---------- DATA EXTRACT ----------
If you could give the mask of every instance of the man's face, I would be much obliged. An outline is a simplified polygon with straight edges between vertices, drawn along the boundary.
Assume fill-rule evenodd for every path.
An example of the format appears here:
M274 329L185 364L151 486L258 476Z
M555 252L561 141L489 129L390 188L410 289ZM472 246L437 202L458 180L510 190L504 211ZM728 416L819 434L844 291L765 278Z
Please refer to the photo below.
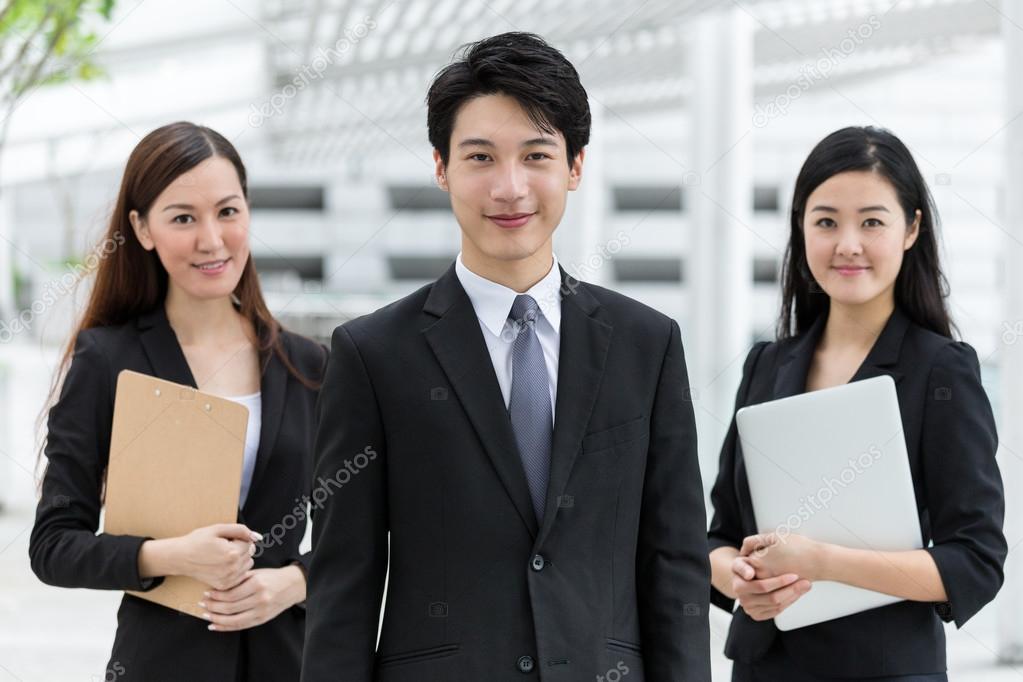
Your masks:
M466 262L543 259L579 186L583 152L568 162L565 137L539 130L506 95L476 97L458 110L445 167L434 150L437 182L451 195Z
----------
Each record must be quoted in full and exactly. Do not include the pictures.

• _WRITTEN RESPONSE_
If you could give the mask of every instance of the man's face, I would be much obliged. An outline is a simplified polygon with straight edges between vertices, drawn along the boundary.
Assume fill-rule evenodd for every path.
An example of the format appears here:
M274 329L185 364L151 486L258 476Z
M555 252L561 141L489 129L390 188L410 289ZM472 246L437 202L458 180L510 190L504 211ZM728 416L819 434L844 291L765 278Z
Please refer to the photo below.
Your masks:
M466 262L543 259L579 186L583 152L568 162L565 137L539 130L506 95L476 97L458 110L445 167L434 150L437 182L451 195Z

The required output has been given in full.